╔══
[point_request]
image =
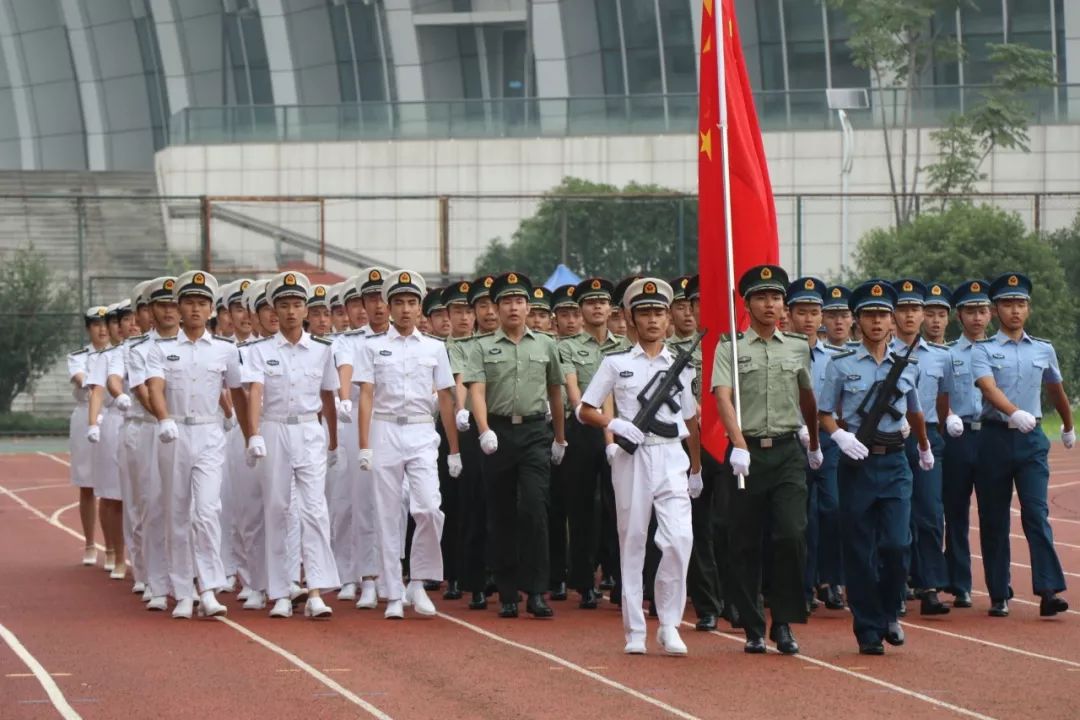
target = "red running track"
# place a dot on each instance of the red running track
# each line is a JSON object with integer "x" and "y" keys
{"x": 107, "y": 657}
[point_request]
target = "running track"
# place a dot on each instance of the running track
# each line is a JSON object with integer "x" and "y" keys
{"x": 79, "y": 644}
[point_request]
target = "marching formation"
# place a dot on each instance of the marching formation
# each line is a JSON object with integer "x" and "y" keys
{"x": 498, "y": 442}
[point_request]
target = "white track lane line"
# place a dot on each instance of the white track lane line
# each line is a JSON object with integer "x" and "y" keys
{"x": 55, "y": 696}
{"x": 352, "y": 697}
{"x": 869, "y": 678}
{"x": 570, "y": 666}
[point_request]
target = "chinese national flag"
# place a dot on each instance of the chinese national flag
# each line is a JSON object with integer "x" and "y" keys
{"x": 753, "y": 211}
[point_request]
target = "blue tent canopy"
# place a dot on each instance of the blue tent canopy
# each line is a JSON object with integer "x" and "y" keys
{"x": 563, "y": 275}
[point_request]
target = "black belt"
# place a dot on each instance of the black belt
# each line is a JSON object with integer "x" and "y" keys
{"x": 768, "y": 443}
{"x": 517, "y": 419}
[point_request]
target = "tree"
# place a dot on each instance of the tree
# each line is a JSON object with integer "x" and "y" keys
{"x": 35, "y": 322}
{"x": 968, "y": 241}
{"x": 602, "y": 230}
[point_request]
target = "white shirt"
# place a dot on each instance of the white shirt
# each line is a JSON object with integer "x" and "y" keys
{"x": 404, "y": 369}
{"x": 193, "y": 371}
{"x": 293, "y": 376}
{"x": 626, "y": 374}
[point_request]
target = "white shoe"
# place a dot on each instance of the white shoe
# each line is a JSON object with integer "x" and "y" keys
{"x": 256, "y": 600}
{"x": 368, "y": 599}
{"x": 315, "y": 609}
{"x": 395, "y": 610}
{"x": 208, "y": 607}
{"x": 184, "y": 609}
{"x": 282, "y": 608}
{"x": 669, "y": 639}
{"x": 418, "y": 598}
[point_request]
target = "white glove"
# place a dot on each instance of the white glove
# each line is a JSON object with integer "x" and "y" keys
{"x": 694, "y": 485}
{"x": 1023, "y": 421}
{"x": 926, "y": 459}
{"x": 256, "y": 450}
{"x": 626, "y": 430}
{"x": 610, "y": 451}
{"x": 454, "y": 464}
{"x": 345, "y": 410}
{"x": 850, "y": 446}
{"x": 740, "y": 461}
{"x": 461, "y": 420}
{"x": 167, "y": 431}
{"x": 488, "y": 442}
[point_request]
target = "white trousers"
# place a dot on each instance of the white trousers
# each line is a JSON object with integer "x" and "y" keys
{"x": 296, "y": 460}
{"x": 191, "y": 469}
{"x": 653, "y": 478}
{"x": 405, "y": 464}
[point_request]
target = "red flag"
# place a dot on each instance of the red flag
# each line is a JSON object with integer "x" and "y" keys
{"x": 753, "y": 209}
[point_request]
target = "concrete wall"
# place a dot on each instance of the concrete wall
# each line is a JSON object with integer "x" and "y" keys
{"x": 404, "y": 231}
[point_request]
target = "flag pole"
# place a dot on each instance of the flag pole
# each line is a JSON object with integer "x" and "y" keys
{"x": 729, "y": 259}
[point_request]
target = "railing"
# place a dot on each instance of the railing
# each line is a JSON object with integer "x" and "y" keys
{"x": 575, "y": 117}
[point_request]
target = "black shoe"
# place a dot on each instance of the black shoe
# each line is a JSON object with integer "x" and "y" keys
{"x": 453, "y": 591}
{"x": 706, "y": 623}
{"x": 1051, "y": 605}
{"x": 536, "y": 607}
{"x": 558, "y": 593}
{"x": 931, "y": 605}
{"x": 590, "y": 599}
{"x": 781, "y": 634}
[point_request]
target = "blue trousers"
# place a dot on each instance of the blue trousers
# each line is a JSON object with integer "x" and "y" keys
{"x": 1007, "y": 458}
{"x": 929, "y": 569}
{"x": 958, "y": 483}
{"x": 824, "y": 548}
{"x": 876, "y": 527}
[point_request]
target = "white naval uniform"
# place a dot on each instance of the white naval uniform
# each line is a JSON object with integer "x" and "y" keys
╚══
Requirement ▸
All of the entries need to be transcribed word for word; pictures are left out.

Response ▸
[point_request]
image =
target = "red running track"
# place a dot on each instance of the red running track
# each line is a JSON object with integer "x" and "y" keys
{"x": 107, "y": 657}
[point_request]
target = "running track"
# place a dot on each instance of the running track
# each line is a JSON object with integer "x" and "y" keys
{"x": 79, "y": 644}
[point_request]
target = "marching formation"
# place a dot on each instance of the marching formation
# each line is a JSON object with integer "x" and "y" keys
{"x": 498, "y": 442}
[point_request]
target = "white track lane line"
# place a dot on each instance of the white track lane line
# each line is a JSON object with integer "x" and "y" keys
{"x": 55, "y": 696}
{"x": 352, "y": 697}
{"x": 869, "y": 678}
{"x": 570, "y": 666}
[point_request]
target = "chinese national flag"
# place a dot on each instance of the chinese national flag
# each line is a JSON object with integer "x" and "y" keys
{"x": 753, "y": 211}
[point_request]
target = "blue tent canopy"
# place a dot on each instance of the blue tent canopy
# each line is a JSON object with integer "x" and "y" keys
{"x": 563, "y": 275}
[point_request]
target = "black belt"
# place a dot on each instance of the black belt
# each line is a JSON object with integer "x" and "y" keys
{"x": 768, "y": 443}
{"x": 517, "y": 419}
[point_request]
target = "tree"
# place a dot on each instance of the tree
# each line is a JSON object with integer "x" and "y" keys
{"x": 35, "y": 322}
{"x": 968, "y": 241}
{"x": 602, "y": 230}
[point_request]
target = "white shirt"
# place a dot on each instance of the white shirt
# each line is a JSON object with integer "x" and "y" keys
{"x": 404, "y": 369}
{"x": 193, "y": 371}
{"x": 293, "y": 376}
{"x": 626, "y": 374}
[point_request]
target = "white shoe"
# place a dot on each instance of the white shoe
# each line is a JSON object with integer "x" and "y" keys
{"x": 256, "y": 600}
{"x": 368, "y": 599}
{"x": 315, "y": 609}
{"x": 395, "y": 610}
{"x": 208, "y": 607}
{"x": 184, "y": 609}
{"x": 282, "y": 608}
{"x": 669, "y": 639}
{"x": 418, "y": 598}
[point_request]
target = "white glove"
# place a dot on each instance of the white glove
# each line is a JSON object with integer "x" and "y" keys
{"x": 694, "y": 485}
{"x": 1023, "y": 421}
{"x": 926, "y": 459}
{"x": 256, "y": 450}
{"x": 626, "y": 430}
{"x": 610, "y": 451}
{"x": 454, "y": 464}
{"x": 345, "y": 410}
{"x": 850, "y": 446}
{"x": 740, "y": 461}
{"x": 461, "y": 420}
{"x": 167, "y": 431}
{"x": 488, "y": 442}
[point_request]
target = "white trousers"
# place a dot on each instance of the white trousers
# each line is a JSON object with integer "x" and "y" keys
{"x": 296, "y": 460}
{"x": 191, "y": 469}
{"x": 653, "y": 478}
{"x": 405, "y": 464}
[point_request]
target = "red flag"
# place a dot on each instance of the red flag
# each line is a JSON object with integer "x" and "y" keys
{"x": 753, "y": 209}
[point_request]
target = "concrete wall"
# place a dot on each instance of the concrete wall
# each line is a JSON object with integer "x" and "y" keys
{"x": 404, "y": 231}
[point_request]
target = "flag pole"
# place a dot on each instance of the flag pole
# each line is a JSON object with integer "x" and "y" keys
{"x": 729, "y": 259}
[point_request]
target = "railing"
# place a dot on each instance of the railing
# each line is a JSON object with integer "x" and "y" keys
{"x": 575, "y": 117}
[point_request]
target = "black shoe"
# place a dot on each instance of the black shoe
# each line is a JSON object with integer "x" and "y" keys
{"x": 453, "y": 591}
{"x": 706, "y": 623}
{"x": 1051, "y": 605}
{"x": 536, "y": 607}
{"x": 558, "y": 593}
{"x": 931, "y": 605}
{"x": 590, "y": 599}
{"x": 781, "y": 634}
[point_request]
target = "blue trousers"
# place a dot on each instance of the blue trousers
# each line is a JSON object with integer "x" and "y" keys
{"x": 1007, "y": 458}
{"x": 929, "y": 569}
{"x": 958, "y": 483}
{"x": 824, "y": 548}
{"x": 876, "y": 527}
[point_request]
target = "white naval uniform"
# place a dot on each instance of the white naval uniform
# each line is a JSON object with integer "x" and "y" keys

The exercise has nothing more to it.